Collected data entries
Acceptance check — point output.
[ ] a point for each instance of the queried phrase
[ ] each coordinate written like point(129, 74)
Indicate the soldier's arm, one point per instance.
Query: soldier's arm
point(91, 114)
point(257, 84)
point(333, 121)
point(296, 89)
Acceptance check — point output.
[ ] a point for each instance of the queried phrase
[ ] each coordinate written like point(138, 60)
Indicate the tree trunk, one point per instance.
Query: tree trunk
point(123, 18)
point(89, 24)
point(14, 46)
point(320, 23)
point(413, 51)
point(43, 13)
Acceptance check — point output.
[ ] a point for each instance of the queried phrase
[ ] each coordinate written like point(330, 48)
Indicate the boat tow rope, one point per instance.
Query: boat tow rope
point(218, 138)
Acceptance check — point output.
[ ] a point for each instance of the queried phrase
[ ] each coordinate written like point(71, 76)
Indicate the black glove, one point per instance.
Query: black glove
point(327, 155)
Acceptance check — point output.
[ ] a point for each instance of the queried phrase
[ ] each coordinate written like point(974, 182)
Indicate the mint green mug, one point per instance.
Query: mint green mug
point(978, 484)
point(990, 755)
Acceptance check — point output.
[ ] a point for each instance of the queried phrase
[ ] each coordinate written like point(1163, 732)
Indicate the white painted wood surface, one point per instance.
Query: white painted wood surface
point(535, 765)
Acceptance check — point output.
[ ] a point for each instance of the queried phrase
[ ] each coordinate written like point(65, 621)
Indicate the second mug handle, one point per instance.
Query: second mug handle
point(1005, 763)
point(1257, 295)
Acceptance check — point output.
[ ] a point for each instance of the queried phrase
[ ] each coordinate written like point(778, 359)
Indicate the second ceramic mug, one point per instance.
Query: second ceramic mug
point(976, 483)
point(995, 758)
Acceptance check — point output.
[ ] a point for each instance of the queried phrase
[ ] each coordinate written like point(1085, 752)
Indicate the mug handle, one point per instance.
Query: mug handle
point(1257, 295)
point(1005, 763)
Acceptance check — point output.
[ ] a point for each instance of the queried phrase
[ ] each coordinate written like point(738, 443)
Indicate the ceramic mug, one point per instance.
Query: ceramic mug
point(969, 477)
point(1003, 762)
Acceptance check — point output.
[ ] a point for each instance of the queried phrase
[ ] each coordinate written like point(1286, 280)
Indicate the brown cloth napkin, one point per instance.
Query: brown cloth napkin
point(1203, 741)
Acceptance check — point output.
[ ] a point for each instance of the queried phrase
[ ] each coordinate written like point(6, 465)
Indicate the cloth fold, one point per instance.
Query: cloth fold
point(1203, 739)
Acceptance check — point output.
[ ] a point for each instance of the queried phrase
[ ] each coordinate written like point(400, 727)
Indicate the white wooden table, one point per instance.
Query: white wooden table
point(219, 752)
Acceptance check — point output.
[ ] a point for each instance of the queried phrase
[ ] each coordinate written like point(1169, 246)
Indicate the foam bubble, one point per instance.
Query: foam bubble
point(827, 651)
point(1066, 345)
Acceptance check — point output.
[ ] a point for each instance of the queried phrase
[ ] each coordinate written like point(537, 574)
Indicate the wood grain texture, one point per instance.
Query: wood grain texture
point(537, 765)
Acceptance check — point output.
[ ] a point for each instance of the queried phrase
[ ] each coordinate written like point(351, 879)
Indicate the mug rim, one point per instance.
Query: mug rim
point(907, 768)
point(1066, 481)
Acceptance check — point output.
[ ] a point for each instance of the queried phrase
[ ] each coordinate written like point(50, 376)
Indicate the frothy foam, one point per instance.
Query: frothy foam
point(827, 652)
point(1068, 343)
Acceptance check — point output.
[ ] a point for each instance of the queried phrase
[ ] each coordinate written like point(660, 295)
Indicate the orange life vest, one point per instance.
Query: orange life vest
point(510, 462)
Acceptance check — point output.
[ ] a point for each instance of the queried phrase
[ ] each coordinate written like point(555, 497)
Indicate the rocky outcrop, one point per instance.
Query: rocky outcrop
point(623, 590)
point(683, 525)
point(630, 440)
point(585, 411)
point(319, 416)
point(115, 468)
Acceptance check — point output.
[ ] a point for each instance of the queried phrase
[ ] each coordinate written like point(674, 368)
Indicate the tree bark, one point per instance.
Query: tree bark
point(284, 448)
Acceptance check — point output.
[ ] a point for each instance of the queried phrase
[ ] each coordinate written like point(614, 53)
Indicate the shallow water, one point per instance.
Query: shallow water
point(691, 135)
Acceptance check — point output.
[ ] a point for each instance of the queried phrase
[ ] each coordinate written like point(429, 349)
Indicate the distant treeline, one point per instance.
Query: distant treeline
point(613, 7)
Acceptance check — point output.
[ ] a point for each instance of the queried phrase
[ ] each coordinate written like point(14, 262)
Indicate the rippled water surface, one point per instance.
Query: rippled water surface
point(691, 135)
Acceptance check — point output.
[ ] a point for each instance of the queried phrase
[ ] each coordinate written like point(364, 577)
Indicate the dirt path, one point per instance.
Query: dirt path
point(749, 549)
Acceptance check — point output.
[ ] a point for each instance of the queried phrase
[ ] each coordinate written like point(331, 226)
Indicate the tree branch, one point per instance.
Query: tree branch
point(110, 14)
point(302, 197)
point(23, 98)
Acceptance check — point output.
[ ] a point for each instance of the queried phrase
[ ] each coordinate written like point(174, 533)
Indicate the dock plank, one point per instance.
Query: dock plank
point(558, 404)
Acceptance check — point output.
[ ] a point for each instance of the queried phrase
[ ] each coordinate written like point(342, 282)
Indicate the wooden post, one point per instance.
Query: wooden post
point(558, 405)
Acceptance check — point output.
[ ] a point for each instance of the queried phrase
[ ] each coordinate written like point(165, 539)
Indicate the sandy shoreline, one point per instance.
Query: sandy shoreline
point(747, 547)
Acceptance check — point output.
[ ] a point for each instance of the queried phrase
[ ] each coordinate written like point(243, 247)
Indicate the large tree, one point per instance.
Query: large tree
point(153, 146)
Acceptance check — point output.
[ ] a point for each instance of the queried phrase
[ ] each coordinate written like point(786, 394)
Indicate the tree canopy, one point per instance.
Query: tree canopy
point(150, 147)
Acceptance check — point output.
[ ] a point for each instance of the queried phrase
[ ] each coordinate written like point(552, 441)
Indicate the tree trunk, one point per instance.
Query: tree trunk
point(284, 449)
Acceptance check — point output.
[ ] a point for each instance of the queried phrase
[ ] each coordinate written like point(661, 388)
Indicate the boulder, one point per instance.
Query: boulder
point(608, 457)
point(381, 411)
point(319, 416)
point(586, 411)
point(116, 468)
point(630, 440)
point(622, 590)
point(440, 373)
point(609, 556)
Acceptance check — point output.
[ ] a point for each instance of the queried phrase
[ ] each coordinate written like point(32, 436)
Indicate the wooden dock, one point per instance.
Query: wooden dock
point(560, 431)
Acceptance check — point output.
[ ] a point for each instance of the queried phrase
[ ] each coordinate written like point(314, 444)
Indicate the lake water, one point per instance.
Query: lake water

WHAT YOU WILL DO: Each entry above is to be quoted exactly.

THE ANSWER:
Acceptance check — point output.
[ ] a point for each instance of the queried phrase
[ ] each coordinate written like point(129, 74)
Indicate the soldier's arm, one point per instance.
Query: soldier's arm
point(91, 114)
point(257, 84)
point(333, 121)
point(296, 89)
Acceptance check — point output.
[ ] a point for each instance of the queried phrase
[ ] each coordinate written like point(138, 60)
Indicate the tree trunk, one point per instance.
Query: tree trunk
point(123, 18)
point(89, 24)
point(14, 46)
point(320, 23)
point(413, 51)
point(43, 13)
Acceptance check — point output.
[ ] a point for each instance of the queried phrase
[ ] each coordinate written like point(330, 48)
Indicate the boat tow rope, one point per instance.
Query: boat tow rope
point(218, 138)
Acceptance check — point output.
[ ] a point for each instance of the queried phrase
[ ] each coordinate written like point(71, 76)
Indicate the black glove, one point per instance.
Query: black glove
point(327, 155)
Acceptance check — point output.
[ ] a point for each instance of the queried phrase
[ ] each coordinate written like point(974, 182)
Indicate the mint green mug, one point per instance.
Query: mint green mug
point(978, 484)
point(990, 755)
Acceptance check — point output.
[ ] a point for each instance of the queried phrase
[ ] each coordinate written like point(1163, 732)
Indicate the white painted wood surface, one point per instance.
Query: white painted wood surface
point(535, 765)
Acceptance check — point output.
[ ] a point for each instance of the queried phrase
[ ] each coordinate written like point(65, 621)
Indicate the second mug handle, one point per instance.
Query: second mug handle
point(1005, 763)
point(1257, 295)
Acceptance check — point output.
[ ] a point for each instance of the queried phrase
[ ] each coordinate written like point(778, 359)
Indicate the second ceramic mug, one point per instance.
Query: second ceramic mug
point(976, 483)
point(995, 758)
Acceptance check — point output.
[ ] a point for each instance of the queried phrase
[ ] each coordinate written like point(1085, 752)
Indicate the mug handle, one point per instance.
Query: mug handle
point(1257, 295)
point(1005, 763)
Acceptance check — point output.
[ ] a point for each instance of the queried phrase
[ ] each coordinate written like point(738, 443)
Indicate the ceramic mug, one point per instance.
Query: ceramic mug
point(969, 477)
point(1003, 762)
Acceptance check — point output.
[ ] a point for each instance of the queried phrase
[ ] each coordinate written like point(1286, 280)
Indicate the brown cloth napkin, one point per instance.
Query: brown cloth napkin
point(1203, 741)
Acceptance check — point output.
[ ] a point for each instance of the queried phrase
[ ] each coordinate written like point(6, 465)
Indicate the cloth fold, one point per instance.
Query: cloth fold
point(1203, 739)
Acceptance check — point output.
[ ] a point for each instance of the queried phrase
[ ] each coordinate written like point(400, 727)
Indicate the white wooden table, one point per instance.
Query: white wooden table
point(219, 752)
Acceptance check — point output.
[ ] a point for each instance of the queried phrase
[ ] each coordinate written like point(1169, 246)
Indicate the foam bubble, one point per instance.
Query: foam bubble
point(827, 651)
point(1066, 345)
Acceptance check — point output.
[ ] a point for each instance of the queried phrase
[ ] each coordinate written like point(537, 574)
Indicate the wood grain texture, one point per instance.
Query: wood grain texture
point(537, 765)
Acceptance check — point output.
[ ] a point for each instance of the queried phrase
[ ] each coordinate written like point(351, 879)
Indicate the mug rim, one point per instance.
Query: mug rim
point(907, 768)
point(1066, 481)
Acceptance check — point output.
[ ] a point for each instance of the queried phrase
[ ] each coordinate written like point(50, 376)
Indicate the frothy foam, one point per instance.
Query: frothy foam
point(827, 652)
point(1068, 343)
Acceptance check — point output.
[ ] a point for each instance of the queried phrase
[ ] each coordinate written like point(660, 295)
Indicate the orange life vest, one point per instance.
Query: orange life vest
point(510, 462)
Acceptance check — point output.
[ ] a point for each instance of the queried phrase
[ ] each coordinate written like point(555, 497)
Indicate the rocky outcrop, one point per instance.
Query: rocky outcrop
point(623, 590)
point(683, 525)
point(630, 440)
point(585, 411)
point(319, 416)
point(115, 468)
Acceptance check — point output.
[ ] a point for each instance of the queried phrase
[ ] each coordinate written like point(674, 368)
Indicate the tree bark, one point per instance.
Query: tree bark
point(284, 448)
Acceptance check — point output.
[ ] a point for each instance of the queried phrase
[ ] each coordinate written like point(614, 53)
Indicate the shallow water, one point per instance.
Query: shallow water
point(691, 135)
Acceptance check — point output.
[ ] a point for each instance of the queried phrase
[ ] each coordinate written like point(429, 349)
Indicate the distant treeline, one point per instance.
Query: distant treeline
point(613, 7)
Acceptance check — point output.
[ ] a point for each instance of the queried phrase
[ ] each coordinate written like point(14, 262)
Indicate the rippled water surface, one point per instance.
Query: rippled water surface
point(691, 135)
Acceptance check — point output.
[ ] a point for each instance of the queried phrase
[ ] each coordinate written like point(364, 577)
Indicate the dirt path, one point per instance.
Query: dirt path
point(749, 549)
Acceptance check — point output.
[ ] a point for each instance of the queried phrase
[ ] each coordinate written like point(331, 226)
Indicate the tree branch, one point per instance.
Query: tree branch
point(110, 14)
point(302, 197)
point(23, 98)
Acceptance check — point output.
[ ] a point for each instance of the queried phrase
[ ] each coordinate written like point(174, 533)
Indicate the dock plank, one point per instance.
Query: dock plank
point(558, 404)
Acceptance check — point output.
[ ] a point for each instance of the queried phrase
[ ] each coordinate written like point(342, 282)
Indicate the wooden post, one point per instance.
Query: wooden post
point(558, 405)
Acceptance check — point output.
[ ] a point for each instance of the queried phrase
[ ] each coordinate written like point(165, 539)
Indicate the sandy shoreline, one point per instance.
Query: sandy shoreline
point(747, 547)
Acceptance check — point output.
[ ] a point for each instance of the queried phrase
[ ] each coordinate written like point(243, 247)
Indicate the large tree, one point per instance.
Query: large tree
point(153, 146)
Acceptance check — point output.
[ ] a point for each instance of the queried phrase
[ ] each coordinate written like point(786, 394)
Indicate the tree canopy, one point per instance.
Query: tree canopy
point(150, 147)
Acceptance check — point output.
[ ] a point for each instance of the queried phrase
[ ] each coordinate written like point(552, 441)
Indicate the tree trunk, one point per instance.
Query: tree trunk
point(284, 449)
Acceptance check — point output.
[ ] a point for each instance of the queried phrase
[ ] each coordinate written like point(661, 388)
Indicate the boulder, one point per instance.
Query: boulder
point(608, 457)
point(381, 411)
point(319, 416)
point(586, 411)
point(116, 468)
point(630, 440)
point(622, 590)
point(440, 373)
point(609, 556)
Acceptance check — point output.
[ ] a point for each instance of the queried phrase
[ ] each coordinate written like point(32, 436)
Indicate the wooden dock, one point per instance.
Query: wooden dock
point(560, 431)
Acceptance check — point output.
[ ] a point for each instance of the queried phrase
[ ] each coordinate written like point(314, 444)
Indicate the lake water, one point per instance.
Query: lake water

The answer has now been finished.